## Document text
User Guide
==========

PSI/J Python is an implementation of the
`PSI/J specification <https://exaworks.org/job-api-spec/specification>`_, which
is an API for abstracting HPC job management over local resource managers
(LRMs), such as Slurm, LSF, and PBS.


Overview of the PSI/J API
-------------------------

The PSI/J API can be logically split into two parts:
1. The **core classes**, which describe jobs in an abstract fashion,
independent of how and where they are executed

2. **Executors and launchers**, which implement specific mechanisms of executing
jobs, such as running them on a SLURM cluster.

Core classes
^^^^^^^^^^^^

The essential core classes are:

:class:`Job <psij.Job>`
    Represents an abstract job which has a formal specification represented by
    a ``JobSpec`` instance as well as a ``JobStatus``, which indicates, for
    example, whether the job is running or completed.

    :class:`JobSpec <psij.JobSpec>`
        Formally specifies all static aspects of a job, such as the executable
        to run, the arguments, input/output redirection, as well as LRM
        attributes (``JobAttributes``) and cluster resources needed
        (``ResourceSpec``).

        :class:`JobAttributes <psij.JobAttributes>`
            Describes LRM attributes, such as the queue where the job is
            to be sent to or a project name that is used for accounting
            purposes.

        :class:`ResourceSpec <psij.ResourceSpec>`
            The resource specification indicates the resources required by the
            job, such as the number of nodes. The ``ResourceSpec`` class is an
            abstract class with multiple possible concrete implementations.
            However, :class:`ResourceSpecV1 <psij.ResourceSpecV1>` is
            currently the only concrete implementation.

    :class:`JobStatus <psij.JobStatus>`
        The ``JobStatus`` class contains information about the position of the
        job in its lifecycle and consists of a
        :class:`JobState <psij.JobState>` and various metadata associated with
        state transition events.

The following diagram highlights similarities between components of a PSI/J
job, a typical shell executable invocation, and a standard LRM job:

.. image:: psij_arch.png
    :width: 500
    :align: center

|

Executors and Launchers
^^^^^^^^^^^^^^^^^^^^^^^

Job :class:`executors <psij.JobExecutor>` implement the specific mechanisms
needed to run jobs. For example, the ``local`` job executor can be used to run
jobs locally, by forking a sub-process, whereas the ``Slurm`` executor can be
used to run jobs through the Slurm resource manager. The PSI/J Python library
currently provides the following executors:

    * ``cobalt``: `ALCF's Cobalt job scheduler <https://www.alcf.anl.gov/support/user-guides/theta/queueing-and-running-jobs/job-and-queue-scheduling/index.html>`_
    * ``flux``: `Flux Scheduling Framework <https://flux-framework.org/>`_
    * ``local``: run jobs locally
    * ``lsf``: `IBM Spectrum LSF <https://www.ibm.com/docs/en/spectrum-lsf>`_
    * ``pbs``: `Altair's PBS-Professional <https://www.altair.com/pbs-professional>`_ and variations, such as OpenPBS.

## Task instructions
**a.** Transcribe everything in the PSI/J user guide from "Overview of the" down to "a SLURM cluster.".
**b.** Answer these questions using the PSI/J user guide.
(i) Which local resource managers does the opening paragraph name as examples?
(ii) What is currently the only concrete implementation of the ResourceSpec class?
(iii) How does the local executor run jobs?
Rely on nothing but the PSI/J user guide.

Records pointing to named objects

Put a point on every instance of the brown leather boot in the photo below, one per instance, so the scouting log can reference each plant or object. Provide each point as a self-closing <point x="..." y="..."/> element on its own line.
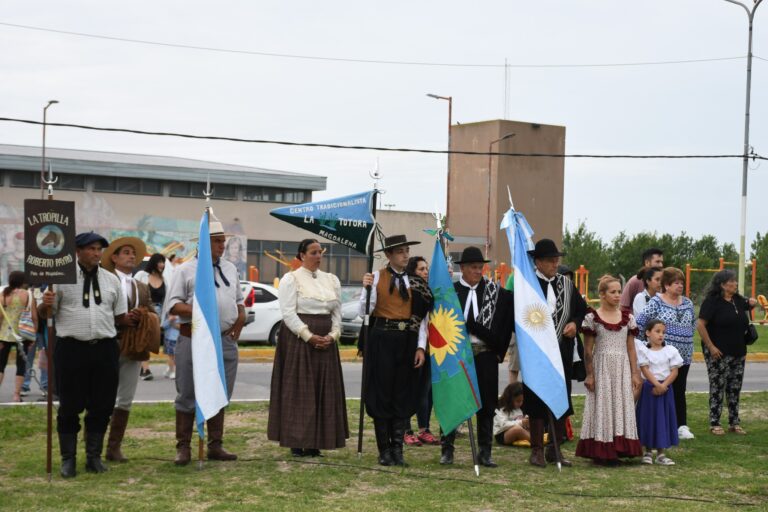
<point x="537" y="443"/>
<point x="116" y="433"/>
<point x="215" y="434"/>
<point x="184" y="423"/>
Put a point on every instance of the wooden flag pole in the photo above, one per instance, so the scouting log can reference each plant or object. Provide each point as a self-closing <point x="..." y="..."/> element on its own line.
<point x="51" y="335"/>
<point x="555" y="441"/>
<point x="365" y="329"/>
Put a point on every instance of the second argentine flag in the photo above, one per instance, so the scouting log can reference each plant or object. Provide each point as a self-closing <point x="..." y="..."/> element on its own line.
<point x="540" y="361"/>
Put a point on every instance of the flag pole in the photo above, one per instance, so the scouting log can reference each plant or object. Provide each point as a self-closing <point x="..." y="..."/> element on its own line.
<point x="555" y="441"/>
<point x="365" y="328"/>
<point x="207" y="194"/>
<point x="51" y="335"/>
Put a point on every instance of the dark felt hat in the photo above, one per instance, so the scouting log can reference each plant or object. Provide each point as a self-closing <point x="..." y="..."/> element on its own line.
<point x="391" y="242"/>
<point x="472" y="255"/>
<point x="86" y="239"/>
<point x="545" y="248"/>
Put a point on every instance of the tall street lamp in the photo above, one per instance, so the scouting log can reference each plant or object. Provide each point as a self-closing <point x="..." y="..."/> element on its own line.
<point x="449" y="99"/>
<point x="488" y="205"/>
<point x="743" y="231"/>
<point x="42" y="170"/>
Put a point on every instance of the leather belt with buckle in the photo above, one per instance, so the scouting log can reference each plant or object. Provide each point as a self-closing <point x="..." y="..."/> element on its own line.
<point x="390" y="325"/>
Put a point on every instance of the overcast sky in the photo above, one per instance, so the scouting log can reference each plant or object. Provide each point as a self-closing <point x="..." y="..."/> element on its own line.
<point x="693" y="108"/>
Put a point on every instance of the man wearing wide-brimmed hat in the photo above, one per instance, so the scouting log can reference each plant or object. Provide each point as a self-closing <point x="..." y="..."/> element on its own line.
<point x="489" y="315"/>
<point x="86" y="354"/>
<point x="121" y="258"/>
<point x="229" y="298"/>
<point x="568" y="309"/>
<point x="395" y="347"/>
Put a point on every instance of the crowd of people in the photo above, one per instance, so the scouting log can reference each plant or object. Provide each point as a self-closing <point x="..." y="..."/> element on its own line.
<point x="634" y="360"/>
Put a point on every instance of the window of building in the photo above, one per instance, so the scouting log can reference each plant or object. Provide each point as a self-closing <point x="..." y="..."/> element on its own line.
<point x="25" y="179"/>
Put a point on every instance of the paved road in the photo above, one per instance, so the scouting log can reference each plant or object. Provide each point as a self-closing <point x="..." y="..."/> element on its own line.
<point x="253" y="382"/>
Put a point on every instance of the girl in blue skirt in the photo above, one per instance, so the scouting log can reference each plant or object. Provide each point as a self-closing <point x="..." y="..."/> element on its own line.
<point x="656" y="420"/>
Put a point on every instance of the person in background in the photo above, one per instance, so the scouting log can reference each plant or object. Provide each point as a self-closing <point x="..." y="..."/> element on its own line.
<point x="609" y="428"/>
<point x="14" y="299"/>
<point x="653" y="257"/>
<point x="723" y="318"/>
<point x="676" y="311"/>
<point x="307" y="406"/>
<point x="656" y="422"/>
<point x="155" y="277"/>
<point x="510" y="425"/>
<point x="418" y="267"/>
<point x="651" y="278"/>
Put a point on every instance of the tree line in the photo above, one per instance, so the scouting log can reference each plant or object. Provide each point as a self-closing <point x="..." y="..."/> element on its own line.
<point x="621" y="256"/>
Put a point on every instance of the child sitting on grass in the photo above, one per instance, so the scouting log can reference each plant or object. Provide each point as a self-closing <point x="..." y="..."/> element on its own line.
<point x="510" y="425"/>
<point x="656" y="421"/>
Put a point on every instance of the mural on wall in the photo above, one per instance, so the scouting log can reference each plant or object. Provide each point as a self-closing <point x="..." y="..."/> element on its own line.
<point x="166" y="235"/>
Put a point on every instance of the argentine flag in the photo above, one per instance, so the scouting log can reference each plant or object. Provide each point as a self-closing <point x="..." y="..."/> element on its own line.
<point x="540" y="361"/>
<point x="207" y="357"/>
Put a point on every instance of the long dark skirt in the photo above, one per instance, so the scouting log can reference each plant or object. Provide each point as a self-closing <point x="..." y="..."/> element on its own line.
<point x="391" y="380"/>
<point x="656" y="420"/>
<point x="307" y="407"/>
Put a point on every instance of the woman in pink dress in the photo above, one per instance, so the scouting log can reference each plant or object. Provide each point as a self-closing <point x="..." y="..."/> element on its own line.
<point x="609" y="429"/>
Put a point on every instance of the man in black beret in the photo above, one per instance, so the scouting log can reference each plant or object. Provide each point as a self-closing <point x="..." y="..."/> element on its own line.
<point x="86" y="353"/>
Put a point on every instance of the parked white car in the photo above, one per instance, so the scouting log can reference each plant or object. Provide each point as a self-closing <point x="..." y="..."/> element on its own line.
<point x="262" y="305"/>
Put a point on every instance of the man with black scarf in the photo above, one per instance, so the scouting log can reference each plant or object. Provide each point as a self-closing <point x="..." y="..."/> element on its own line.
<point x="489" y="315"/>
<point x="568" y="309"/>
<point x="87" y="352"/>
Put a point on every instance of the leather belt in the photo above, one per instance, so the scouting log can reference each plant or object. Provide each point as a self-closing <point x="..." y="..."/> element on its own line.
<point x="385" y="324"/>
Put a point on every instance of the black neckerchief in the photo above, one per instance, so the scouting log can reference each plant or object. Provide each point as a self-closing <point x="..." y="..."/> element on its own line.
<point x="221" y="273"/>
<point x="401" y="286"/>
<point x="90" y="279"/>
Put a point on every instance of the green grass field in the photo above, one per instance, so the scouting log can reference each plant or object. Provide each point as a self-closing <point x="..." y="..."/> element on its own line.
<point x="712" y="473"/>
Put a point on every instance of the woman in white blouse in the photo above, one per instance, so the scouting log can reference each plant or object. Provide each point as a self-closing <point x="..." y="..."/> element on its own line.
<point x="307" y="407"/>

## Solutions to the tasks
**a.**
Overview of the PSI/J API
-------------------------

The PSI/J API can be logically split into two parts:
1. The **core classes**, which describe jobs in an abstract fashion,
independent of how and where they are executed

2. **Executors and launchers**, which implement specific mechanisms of executing
jobs, such as running them on a SLURM cluster.

**b.**
(i) Slurm, LSF, and PBS.
(ii) ResourceSpecV1.
(iii) It runs them locally by forking a sub-process.